*SOURCE*
That death came about the same time gangland figure, boxer and tobacco black-market player Sam “The Punisher” Abdulrahim was executed in front of his girlfriend in the underground car park of a Melbourne serviced apartment block.

Following the route

In the early hours of November 18 last year, the Cosco Valencia container ship ploughs towards Port Phillip Bay — its latest stop from South-East Asia.

It makes its way through the heads, towards Melbourne’s docks. Buried among its stacks of containers is one that stands to make somebody a lot of money.

Four Corners learned this container was carrying illicit cigarettes through confidential sources, before it was ultimately intercepted by ABF.

Cosco Valencia ship with containers on the water

One of the Cosco Valencia’s containers contained illicit cigarettes. (Four Corners)

There is no evidence the owners and operators of the Cosco Valencia were aware of its illicit cargo.

On the bill of lading — a document that shows one container’s contents, the port it’s shipped from, and the person it’s addressed to — the container is listed as carrying tables.

It’s actually full of cigarettes.

It’s addressed to a building company in Sydney owned by a husband and wife. When Four Corners speaks to them, they deny any knowledge and say they have no link to black-market tobacco.

*LISTED ENTRIES*
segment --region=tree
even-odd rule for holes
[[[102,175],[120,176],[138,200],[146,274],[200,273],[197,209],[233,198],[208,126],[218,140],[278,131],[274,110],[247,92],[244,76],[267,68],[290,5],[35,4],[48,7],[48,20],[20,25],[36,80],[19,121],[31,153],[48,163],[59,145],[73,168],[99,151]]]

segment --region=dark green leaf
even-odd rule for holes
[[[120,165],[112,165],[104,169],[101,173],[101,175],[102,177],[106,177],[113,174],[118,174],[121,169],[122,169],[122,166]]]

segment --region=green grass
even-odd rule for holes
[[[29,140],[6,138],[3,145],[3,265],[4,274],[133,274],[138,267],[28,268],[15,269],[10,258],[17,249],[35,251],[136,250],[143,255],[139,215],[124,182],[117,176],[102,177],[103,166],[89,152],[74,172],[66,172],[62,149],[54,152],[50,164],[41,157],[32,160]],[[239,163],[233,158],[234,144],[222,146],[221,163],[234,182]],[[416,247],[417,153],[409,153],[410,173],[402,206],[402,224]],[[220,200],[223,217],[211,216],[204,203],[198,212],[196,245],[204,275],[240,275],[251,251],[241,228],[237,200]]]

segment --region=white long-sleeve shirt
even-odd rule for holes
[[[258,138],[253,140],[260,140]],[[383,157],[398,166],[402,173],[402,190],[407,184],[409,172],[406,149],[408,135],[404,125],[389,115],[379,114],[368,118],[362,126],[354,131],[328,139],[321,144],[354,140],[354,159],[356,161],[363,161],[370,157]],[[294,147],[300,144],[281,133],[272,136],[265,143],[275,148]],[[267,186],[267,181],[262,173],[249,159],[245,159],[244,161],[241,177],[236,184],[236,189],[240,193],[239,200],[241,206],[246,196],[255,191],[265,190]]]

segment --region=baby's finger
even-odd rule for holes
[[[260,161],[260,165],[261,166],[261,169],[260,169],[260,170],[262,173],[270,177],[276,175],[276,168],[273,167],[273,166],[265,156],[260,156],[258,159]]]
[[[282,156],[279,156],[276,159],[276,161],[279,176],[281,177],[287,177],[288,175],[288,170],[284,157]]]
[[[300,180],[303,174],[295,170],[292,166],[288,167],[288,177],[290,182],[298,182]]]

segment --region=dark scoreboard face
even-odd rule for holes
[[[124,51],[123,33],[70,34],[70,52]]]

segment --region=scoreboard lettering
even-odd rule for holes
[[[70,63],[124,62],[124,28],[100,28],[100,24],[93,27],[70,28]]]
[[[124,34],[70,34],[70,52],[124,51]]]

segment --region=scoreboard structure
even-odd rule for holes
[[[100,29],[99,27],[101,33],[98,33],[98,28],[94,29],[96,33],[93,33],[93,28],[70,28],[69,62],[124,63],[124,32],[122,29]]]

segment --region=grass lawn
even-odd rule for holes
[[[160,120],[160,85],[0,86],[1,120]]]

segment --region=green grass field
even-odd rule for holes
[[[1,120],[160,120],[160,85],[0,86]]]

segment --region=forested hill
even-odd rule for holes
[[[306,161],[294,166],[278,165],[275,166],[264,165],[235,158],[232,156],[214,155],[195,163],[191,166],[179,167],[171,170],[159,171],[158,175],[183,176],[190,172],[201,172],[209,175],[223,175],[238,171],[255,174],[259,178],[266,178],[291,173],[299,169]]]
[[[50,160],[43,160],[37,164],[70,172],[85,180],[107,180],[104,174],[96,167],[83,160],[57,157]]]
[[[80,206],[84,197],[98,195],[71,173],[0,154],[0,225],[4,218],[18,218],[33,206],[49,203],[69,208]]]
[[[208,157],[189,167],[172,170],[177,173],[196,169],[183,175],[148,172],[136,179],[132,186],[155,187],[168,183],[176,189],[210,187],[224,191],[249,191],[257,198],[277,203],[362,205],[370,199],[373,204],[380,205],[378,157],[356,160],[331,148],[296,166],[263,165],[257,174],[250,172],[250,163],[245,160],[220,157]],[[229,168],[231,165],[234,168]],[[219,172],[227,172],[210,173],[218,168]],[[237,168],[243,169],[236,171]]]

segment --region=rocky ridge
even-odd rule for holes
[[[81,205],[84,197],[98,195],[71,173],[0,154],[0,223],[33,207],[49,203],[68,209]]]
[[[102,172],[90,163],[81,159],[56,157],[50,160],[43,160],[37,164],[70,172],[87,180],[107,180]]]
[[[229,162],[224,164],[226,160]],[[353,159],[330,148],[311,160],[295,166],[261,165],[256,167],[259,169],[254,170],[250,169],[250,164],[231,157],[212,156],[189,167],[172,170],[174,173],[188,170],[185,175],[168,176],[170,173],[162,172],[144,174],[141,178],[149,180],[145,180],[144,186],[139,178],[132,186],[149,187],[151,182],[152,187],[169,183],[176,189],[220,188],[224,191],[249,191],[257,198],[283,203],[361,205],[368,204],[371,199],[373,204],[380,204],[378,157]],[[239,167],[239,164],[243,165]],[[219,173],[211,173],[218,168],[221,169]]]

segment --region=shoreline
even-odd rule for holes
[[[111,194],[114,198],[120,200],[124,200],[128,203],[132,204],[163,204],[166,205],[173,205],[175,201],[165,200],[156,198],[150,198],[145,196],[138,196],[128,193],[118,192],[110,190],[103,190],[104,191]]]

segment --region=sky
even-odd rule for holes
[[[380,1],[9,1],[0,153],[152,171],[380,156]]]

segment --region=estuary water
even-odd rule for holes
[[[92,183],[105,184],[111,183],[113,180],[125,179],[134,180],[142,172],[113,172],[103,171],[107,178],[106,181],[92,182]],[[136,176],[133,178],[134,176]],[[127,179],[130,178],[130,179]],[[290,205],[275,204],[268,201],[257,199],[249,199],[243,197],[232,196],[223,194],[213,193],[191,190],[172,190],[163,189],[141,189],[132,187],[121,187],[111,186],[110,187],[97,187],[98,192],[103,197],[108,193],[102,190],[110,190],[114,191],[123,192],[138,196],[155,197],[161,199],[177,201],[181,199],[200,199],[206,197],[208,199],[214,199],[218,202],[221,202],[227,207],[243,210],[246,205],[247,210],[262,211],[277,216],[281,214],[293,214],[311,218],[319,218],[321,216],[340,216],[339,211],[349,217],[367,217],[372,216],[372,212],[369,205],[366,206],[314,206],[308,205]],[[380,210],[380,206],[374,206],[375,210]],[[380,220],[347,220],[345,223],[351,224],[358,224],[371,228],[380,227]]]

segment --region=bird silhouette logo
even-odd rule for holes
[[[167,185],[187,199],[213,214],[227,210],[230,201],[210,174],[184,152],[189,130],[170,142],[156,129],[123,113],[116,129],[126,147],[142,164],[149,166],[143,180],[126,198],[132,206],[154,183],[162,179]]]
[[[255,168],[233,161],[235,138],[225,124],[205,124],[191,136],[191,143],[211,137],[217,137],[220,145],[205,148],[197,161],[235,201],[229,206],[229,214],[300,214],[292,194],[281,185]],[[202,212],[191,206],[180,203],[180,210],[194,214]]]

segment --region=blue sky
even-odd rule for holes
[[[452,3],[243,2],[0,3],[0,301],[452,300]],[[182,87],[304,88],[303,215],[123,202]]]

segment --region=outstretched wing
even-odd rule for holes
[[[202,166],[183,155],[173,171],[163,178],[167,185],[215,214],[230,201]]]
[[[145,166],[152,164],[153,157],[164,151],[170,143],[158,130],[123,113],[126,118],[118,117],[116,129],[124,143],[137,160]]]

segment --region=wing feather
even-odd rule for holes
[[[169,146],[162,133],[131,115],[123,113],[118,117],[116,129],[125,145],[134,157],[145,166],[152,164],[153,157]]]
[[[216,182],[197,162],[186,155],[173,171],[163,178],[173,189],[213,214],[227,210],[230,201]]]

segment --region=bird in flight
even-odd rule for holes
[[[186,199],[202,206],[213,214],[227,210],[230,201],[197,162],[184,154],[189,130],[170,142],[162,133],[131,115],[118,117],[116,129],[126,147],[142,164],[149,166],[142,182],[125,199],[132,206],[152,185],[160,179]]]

*WRITTEN INSTRUCTION A*
Transcribe the passage of the tobacco smuggling excerpt that begins at the words "That death came" and stops after the words "cigarettes. (Four Corners)".
*WRITTEN INSTRUCTION B*
Condense the paragraph of the tobacco smuggling excerpt that opens with "It’s addressed to a building company" into one shorter sentence that keeps its main facts.

*CORRECT OUTPUT A*
That death came about the same time gangland figure, boxer and tobacco black-market player Sam “The Punisher” Abdulrahim was executed in front of his girlfriend in the underground car park of a Melbourne serviced apartment block.

Following the route

In the early hours of November 18 last year, the Cosco Valencia container ship ploughs towards Port Phillip Bay — its latest stop from South-East Asia.

It makes its way through the heads, towards Melbourne’s docks. Buried among its stacks of containers is one that stands to make somebody a lot of money.

Four Corners learned this container was carrying illicit cigarettes through confidential sources, before it was ultimately intercepted by ABF.

Cosco Valencia ship with containers on the water

One of the Cosco Valencia’s containers contained illicit cigarettes. (Four Corners)

*CORRECT OUTPUT B*
The container is addressed to a Sydney building company owned by a husband and wife, who tell Four Corners they know nothing of it and have no link to black-market tobacco.